**TRECHO EXIBIDO:**
+ + + +
Responsável por promover a proteção da saúde da população por meio do controle de produtos e serviços, a Anvisa tem sido elogiada pela comunidade científica por causa de seu rigor técnico e de seus posicionamentos desde que as vacinas contra a covid-19 começaram a ser disponibilizadas, em janeiro de 2021.
Mas nem sempre foi assim. Em 2020, no começo da pandemia, a agência chegou a ser vista com desconfiança pela possibilidade de aparelhamento e de interferências do presidente em suas decisões.
Neste texto, o Nexo lembra como a atuação de seus diretores alinhada ao presidente criou inicialmente o temor de que o enfrentamento ao vírus poderia ser prejudicado, o que não se comprovou, e quais atos esgarçaram recentemente o relacionamento entre o órgão e Bolsonaro.
A Anvisa foi criada em 1999 , no governo do presidente Fernando Henrique Cardoso (PSDB), com o objetivo de fiscalizar locais e processos de produção, além de insumos e tecnologias usados, e fazer o controle em “portos, aeroportos, fronteiras e recintos alfandegados”. Ela é responsável por avaliar, entre outros, medicamentos, alimentos, cosméticos, produtos de limpeza, sangue e hemoderivados, órgãos e tecidos humanos para uso em transplantes, produtos radioativos utilizados em diagnóstico e terapia, cigarros e qualquer outro produto que envolva a possibilidade de risco à saúde.
Sua diretoria colegiada é composta de cinco membros indicados pelo presidente da República e nomeados após aprovação no Senado para um mandato de cinco anos. Dos atuais diretores, quatro foram indicados por Bolsonaro e aprovados em outubro de 2020 pelo Senado.
Para uma das direções, o presidente chegou a indicar o coronel da reserva Jorge Luiz Kormann, mas voltou atrás após resistências — inclusive internas — a seu nome. Havia o temor que ele ficasse responsável pela área que toma decisões sobre o desenvolvimento de vacinas.
Atual diretor-presidente da agência, o contra-almirante da Marinha Antonio Barra Torres, que é médico com atuação num hospital naval, era apontado como amigo íntimo do presidente. Por ter um mandato fixo, ele ficará no cargo até o final de 2024.
+ + + +
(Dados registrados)
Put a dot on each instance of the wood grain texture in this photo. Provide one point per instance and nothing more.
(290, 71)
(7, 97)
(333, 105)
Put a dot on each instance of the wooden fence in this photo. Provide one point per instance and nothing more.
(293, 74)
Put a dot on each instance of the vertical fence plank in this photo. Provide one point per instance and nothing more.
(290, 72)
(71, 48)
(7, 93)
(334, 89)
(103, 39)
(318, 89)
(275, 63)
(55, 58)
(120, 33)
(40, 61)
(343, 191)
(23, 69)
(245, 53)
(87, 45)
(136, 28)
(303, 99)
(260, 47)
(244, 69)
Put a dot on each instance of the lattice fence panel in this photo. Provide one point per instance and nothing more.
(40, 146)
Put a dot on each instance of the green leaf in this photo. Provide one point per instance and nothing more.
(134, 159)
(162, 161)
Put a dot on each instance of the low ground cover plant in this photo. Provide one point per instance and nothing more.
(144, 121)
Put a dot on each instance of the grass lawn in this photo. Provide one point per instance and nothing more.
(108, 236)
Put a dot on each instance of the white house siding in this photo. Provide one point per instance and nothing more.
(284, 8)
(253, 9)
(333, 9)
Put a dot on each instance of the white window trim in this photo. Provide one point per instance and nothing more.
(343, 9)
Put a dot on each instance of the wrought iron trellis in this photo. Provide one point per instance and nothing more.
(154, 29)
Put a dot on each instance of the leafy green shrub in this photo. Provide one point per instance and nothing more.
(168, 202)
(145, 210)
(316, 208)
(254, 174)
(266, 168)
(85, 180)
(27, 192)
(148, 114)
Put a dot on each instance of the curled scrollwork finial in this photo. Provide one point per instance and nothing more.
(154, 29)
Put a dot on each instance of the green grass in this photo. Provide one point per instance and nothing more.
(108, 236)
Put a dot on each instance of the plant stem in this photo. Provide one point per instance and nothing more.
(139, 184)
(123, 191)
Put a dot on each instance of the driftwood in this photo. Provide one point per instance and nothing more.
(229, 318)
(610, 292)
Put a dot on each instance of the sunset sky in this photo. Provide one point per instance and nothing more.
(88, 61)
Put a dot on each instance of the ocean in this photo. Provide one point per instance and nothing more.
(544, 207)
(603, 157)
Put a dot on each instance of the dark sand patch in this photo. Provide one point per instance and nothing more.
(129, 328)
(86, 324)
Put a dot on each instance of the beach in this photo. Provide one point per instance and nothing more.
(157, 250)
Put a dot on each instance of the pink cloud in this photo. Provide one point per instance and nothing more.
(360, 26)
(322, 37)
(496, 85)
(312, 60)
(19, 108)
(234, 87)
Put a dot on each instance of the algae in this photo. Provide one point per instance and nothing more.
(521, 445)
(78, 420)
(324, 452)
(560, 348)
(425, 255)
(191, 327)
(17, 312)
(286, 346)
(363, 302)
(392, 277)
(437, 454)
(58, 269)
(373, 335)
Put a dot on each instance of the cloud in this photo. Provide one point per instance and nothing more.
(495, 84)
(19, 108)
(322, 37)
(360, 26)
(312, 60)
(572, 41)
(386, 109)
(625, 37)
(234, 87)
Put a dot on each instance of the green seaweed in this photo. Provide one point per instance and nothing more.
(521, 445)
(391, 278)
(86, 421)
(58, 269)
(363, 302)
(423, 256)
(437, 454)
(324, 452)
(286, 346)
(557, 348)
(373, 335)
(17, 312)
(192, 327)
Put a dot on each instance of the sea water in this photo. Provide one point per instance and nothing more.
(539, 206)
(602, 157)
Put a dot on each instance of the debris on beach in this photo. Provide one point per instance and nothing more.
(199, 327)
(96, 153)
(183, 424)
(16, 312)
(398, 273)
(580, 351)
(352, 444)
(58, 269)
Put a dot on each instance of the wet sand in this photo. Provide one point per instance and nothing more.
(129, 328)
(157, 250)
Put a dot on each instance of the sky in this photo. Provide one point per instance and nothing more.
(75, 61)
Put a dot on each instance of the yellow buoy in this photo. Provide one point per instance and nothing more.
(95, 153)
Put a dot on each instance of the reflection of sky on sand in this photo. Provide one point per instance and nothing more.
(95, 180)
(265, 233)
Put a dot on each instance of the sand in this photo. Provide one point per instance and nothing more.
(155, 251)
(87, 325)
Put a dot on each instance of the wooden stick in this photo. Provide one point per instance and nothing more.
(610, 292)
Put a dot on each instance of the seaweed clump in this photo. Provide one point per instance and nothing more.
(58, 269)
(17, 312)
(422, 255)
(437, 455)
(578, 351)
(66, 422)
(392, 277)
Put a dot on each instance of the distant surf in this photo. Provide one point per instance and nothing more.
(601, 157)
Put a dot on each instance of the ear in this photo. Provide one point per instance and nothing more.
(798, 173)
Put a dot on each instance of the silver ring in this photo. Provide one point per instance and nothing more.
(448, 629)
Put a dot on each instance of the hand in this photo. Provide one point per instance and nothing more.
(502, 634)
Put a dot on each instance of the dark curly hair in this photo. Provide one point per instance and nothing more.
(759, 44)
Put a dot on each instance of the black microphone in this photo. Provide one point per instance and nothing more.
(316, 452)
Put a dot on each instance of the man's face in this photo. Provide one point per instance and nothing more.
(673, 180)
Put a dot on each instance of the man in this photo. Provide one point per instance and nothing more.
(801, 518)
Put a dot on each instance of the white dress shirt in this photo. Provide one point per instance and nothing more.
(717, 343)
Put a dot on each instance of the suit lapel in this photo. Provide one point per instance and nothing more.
+ + + +
**OBJETIVO DA TAREFA:** Repita o trecho do texto sobre a Anvisa começando em "Responsável por promover" e seguindo até "janeiro de 2021.". Os itens não são necessários para realizar as tarefas.

**RESPOSTA DA TAREFA:**
Responsável por promover a proteção da saúde da população por meio do controle de produtos e serviços, a Anvisa tem sido elogiada pela comunidade científica por causa de seu rigor técnico e de seus posicionamentos desde que as vacinas contra a covid-19 começaram a ser disponibilizadas, em janeiro de 2021.